Image-grounded pointing data:
Start of Block

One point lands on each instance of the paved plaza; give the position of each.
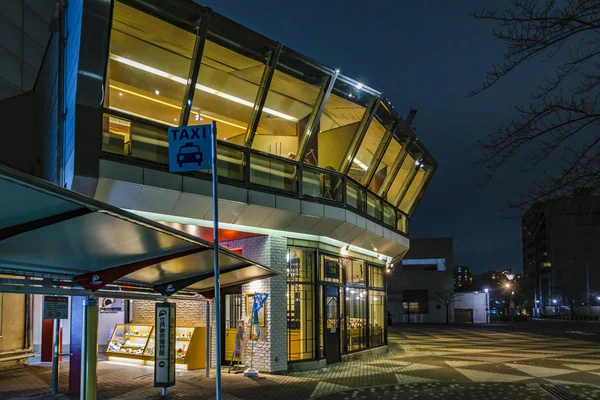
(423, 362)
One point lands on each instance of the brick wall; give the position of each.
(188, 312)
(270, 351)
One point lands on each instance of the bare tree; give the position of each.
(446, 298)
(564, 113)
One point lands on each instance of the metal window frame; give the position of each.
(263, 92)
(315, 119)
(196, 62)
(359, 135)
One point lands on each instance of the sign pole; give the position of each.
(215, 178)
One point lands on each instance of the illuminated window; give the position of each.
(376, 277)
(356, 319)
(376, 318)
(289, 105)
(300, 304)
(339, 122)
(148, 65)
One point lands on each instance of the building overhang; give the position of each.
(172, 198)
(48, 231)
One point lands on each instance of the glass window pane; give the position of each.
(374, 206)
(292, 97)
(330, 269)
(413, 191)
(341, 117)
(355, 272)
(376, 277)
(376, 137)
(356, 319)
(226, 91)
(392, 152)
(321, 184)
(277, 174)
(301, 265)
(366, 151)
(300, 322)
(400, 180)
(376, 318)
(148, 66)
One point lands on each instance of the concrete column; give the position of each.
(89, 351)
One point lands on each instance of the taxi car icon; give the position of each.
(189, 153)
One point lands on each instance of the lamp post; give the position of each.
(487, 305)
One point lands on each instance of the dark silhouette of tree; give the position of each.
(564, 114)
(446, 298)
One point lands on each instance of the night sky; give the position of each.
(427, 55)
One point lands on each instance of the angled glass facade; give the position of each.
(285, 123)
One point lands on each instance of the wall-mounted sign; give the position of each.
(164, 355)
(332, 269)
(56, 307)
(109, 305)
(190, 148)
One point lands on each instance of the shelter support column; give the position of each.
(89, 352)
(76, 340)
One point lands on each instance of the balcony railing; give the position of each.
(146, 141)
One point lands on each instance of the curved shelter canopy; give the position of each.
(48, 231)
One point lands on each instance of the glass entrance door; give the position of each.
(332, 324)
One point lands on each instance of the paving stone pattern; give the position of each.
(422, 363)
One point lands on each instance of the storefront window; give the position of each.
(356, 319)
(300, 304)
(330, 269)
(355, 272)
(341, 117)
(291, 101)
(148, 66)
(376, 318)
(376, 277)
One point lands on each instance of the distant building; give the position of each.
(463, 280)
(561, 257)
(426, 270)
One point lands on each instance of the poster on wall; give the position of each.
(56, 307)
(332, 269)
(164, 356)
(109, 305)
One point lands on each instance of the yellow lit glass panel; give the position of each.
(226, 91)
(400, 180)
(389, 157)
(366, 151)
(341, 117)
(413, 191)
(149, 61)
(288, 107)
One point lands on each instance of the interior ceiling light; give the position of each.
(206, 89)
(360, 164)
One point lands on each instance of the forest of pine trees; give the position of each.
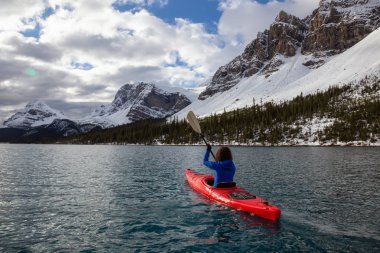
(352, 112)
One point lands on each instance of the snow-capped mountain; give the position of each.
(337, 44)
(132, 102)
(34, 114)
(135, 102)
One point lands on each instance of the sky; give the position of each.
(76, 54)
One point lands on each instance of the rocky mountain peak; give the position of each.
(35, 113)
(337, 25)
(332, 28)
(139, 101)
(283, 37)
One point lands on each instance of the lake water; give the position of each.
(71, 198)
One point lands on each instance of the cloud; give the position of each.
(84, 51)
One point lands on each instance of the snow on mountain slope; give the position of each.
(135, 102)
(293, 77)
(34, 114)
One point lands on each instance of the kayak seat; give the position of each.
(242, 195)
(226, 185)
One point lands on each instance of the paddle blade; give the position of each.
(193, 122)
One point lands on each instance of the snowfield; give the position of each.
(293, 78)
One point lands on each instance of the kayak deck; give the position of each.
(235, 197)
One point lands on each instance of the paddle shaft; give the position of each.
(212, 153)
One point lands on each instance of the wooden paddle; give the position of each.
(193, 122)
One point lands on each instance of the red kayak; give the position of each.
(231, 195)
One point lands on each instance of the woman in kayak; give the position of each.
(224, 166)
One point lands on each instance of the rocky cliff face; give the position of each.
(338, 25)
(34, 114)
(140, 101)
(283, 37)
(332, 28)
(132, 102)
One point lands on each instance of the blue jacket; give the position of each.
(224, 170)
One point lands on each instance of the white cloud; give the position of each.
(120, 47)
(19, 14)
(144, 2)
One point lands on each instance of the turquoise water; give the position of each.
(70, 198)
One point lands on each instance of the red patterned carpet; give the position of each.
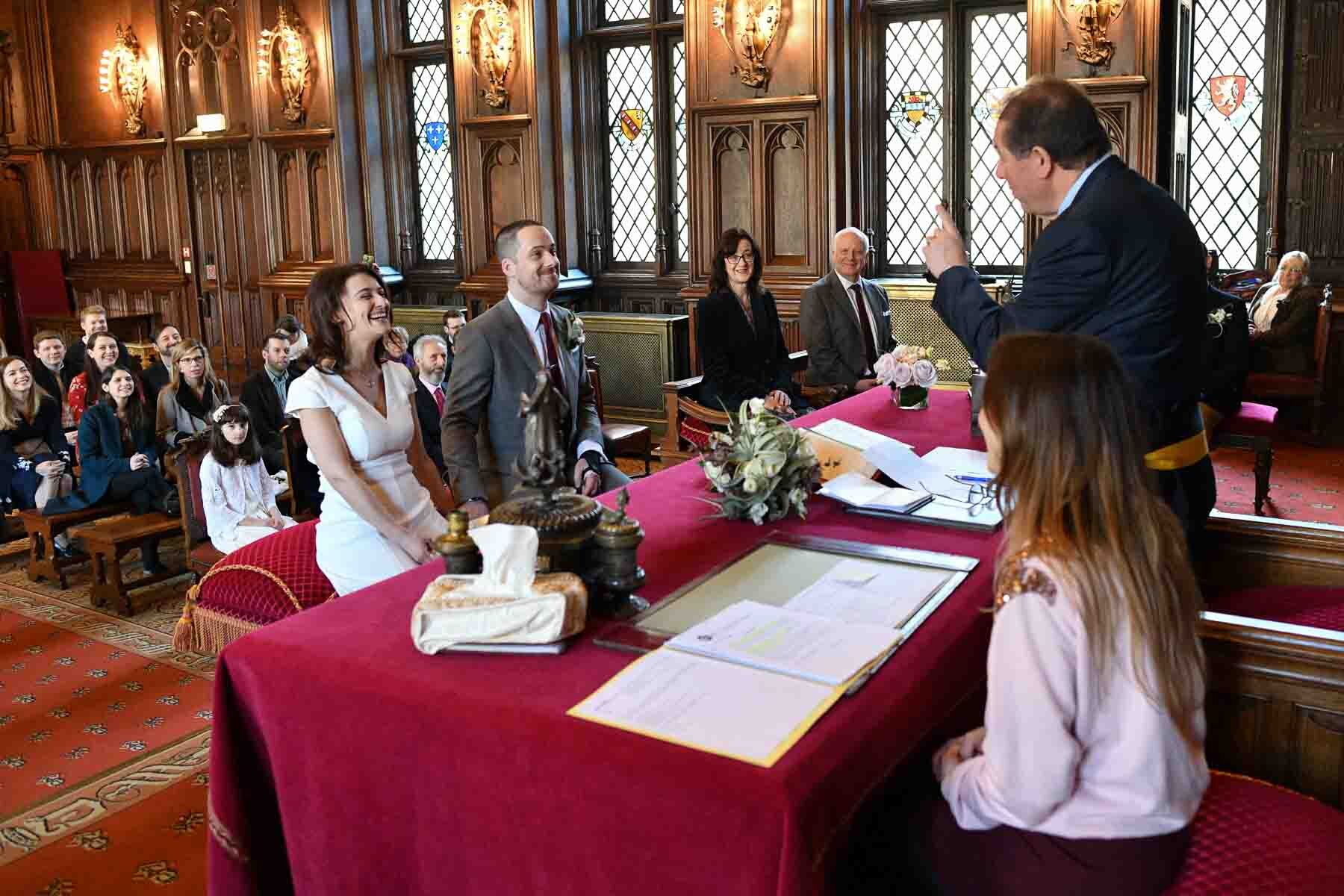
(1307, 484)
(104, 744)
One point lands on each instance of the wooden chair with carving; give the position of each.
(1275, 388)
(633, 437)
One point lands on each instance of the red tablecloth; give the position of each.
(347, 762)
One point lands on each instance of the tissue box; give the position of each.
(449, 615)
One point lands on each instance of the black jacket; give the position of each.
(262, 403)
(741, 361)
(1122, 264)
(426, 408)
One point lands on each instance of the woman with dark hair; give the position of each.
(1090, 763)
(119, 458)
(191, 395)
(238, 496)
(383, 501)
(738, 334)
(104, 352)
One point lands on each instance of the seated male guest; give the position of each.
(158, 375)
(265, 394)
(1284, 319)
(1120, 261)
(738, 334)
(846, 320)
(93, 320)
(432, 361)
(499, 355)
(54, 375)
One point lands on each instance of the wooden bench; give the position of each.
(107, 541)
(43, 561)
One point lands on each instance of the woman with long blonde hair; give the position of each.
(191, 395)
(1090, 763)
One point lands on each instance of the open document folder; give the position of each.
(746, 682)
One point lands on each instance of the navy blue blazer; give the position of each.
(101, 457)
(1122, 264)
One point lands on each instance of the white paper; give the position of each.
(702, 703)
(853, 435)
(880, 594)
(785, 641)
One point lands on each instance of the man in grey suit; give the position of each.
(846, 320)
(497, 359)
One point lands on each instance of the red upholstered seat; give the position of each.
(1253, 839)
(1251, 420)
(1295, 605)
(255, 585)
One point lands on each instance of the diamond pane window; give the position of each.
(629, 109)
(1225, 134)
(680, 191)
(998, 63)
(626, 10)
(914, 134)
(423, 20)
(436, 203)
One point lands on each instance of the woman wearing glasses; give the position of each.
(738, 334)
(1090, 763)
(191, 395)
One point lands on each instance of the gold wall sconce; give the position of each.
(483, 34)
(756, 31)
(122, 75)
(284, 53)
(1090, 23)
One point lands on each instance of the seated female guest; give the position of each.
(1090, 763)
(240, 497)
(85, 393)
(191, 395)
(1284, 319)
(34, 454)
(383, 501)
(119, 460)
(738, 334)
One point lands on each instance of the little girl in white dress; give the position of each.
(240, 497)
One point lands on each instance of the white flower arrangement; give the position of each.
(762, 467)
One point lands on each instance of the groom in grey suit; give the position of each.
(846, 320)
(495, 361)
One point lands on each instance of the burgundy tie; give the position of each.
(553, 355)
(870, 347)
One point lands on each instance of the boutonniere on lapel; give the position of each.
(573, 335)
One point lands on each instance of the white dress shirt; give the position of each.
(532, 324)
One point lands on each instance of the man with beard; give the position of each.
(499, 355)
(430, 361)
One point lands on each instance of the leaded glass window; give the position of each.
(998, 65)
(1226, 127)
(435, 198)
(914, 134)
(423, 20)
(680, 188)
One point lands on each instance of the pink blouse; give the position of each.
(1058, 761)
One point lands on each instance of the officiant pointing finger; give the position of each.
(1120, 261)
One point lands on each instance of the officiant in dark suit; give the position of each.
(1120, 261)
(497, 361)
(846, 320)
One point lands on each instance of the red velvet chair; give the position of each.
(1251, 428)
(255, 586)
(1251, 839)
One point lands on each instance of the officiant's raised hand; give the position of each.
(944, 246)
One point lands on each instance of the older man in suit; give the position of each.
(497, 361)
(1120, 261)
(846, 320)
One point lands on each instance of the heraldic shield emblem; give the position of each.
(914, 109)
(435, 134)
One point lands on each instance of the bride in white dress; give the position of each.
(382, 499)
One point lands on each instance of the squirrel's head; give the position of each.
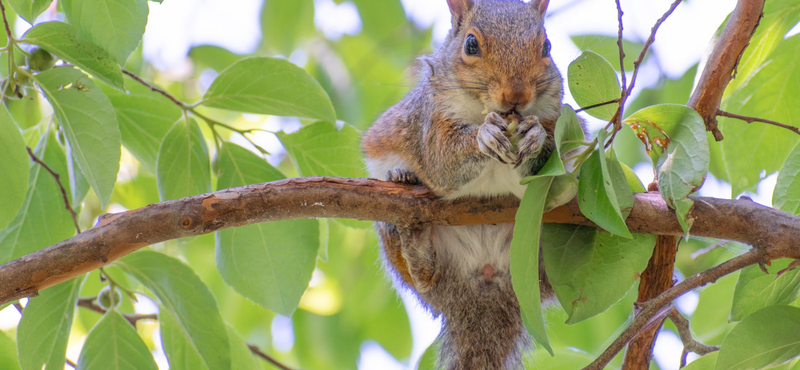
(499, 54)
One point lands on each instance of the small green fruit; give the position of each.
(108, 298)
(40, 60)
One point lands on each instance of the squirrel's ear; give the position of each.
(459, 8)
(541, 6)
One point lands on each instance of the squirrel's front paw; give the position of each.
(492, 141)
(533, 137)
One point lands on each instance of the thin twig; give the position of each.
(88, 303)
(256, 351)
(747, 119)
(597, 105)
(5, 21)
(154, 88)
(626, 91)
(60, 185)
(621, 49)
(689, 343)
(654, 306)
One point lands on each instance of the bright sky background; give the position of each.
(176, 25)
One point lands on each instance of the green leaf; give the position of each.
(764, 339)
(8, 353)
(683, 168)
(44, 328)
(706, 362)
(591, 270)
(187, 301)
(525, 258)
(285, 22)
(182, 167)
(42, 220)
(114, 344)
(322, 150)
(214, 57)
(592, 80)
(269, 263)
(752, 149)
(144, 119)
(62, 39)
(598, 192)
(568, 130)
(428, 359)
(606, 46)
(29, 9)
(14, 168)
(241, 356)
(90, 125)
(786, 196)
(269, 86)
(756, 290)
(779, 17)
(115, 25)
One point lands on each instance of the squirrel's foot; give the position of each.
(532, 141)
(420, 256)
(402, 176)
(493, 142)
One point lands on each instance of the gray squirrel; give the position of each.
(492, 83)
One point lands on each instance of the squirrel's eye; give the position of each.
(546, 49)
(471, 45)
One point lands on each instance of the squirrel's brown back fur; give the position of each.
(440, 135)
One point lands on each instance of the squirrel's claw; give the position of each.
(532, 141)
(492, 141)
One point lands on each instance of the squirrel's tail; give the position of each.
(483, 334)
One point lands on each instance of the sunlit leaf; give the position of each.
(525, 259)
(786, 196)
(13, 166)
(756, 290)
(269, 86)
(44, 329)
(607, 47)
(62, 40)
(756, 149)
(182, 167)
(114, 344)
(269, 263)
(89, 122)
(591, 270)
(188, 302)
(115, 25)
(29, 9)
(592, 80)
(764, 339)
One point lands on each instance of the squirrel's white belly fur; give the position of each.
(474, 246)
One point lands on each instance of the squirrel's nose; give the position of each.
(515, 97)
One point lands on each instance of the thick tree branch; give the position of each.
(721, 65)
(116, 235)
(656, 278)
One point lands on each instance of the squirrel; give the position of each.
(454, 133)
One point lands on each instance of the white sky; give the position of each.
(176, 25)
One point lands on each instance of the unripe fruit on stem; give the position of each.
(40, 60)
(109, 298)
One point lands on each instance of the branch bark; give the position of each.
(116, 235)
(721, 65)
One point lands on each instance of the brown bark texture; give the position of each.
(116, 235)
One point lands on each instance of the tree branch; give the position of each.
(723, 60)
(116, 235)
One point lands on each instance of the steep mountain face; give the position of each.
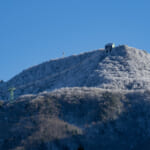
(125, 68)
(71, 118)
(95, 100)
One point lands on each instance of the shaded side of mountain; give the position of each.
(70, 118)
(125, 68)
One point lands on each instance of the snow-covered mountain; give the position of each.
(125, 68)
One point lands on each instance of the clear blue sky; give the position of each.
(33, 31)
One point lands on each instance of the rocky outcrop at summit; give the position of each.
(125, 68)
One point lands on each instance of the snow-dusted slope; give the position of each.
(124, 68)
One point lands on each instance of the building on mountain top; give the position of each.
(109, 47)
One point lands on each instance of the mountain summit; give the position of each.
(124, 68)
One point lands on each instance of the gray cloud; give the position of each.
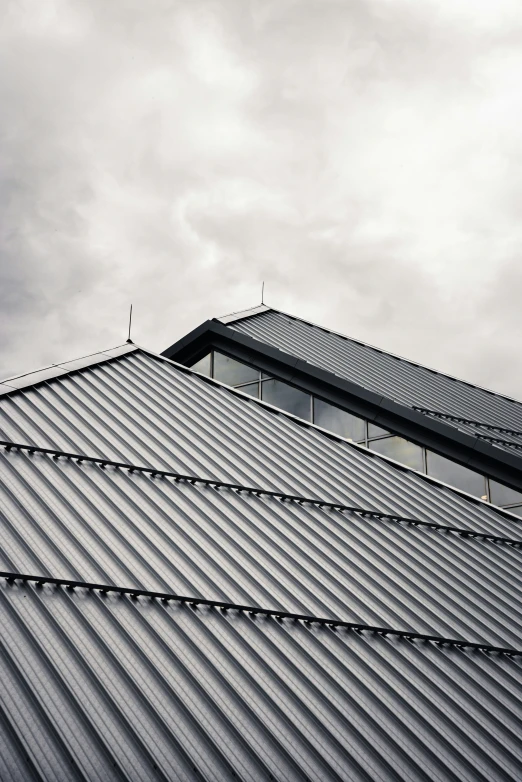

End of Block

» **TASK PROMPT**
Set the pictures aside and repeat only the lines from the one containing "One point lands on each instance of the snow-covered" through the last line of the entries above, exactly as they stand.

» **RESPONSE**
One point lands on each instance of the snow-covered mountain; give the position of each.
(125, 68)
One point lands on each instance of the clear blue sky; give the position of each.
(33, 31)
One point lands on each instance of the rocky outcrop at summit; give the position of each.
(125, 68)
One point lands on each instance of the snow-dusted slope; give the position of each.
(124, 68)
One point lands on each instance of the building on mountain top; give the position of each.
(109, 47)
One point lands on each instance of the mountain summit; give the position of each.
(124, 68)
One point lands on each instance of the gray cloud; give the position of each.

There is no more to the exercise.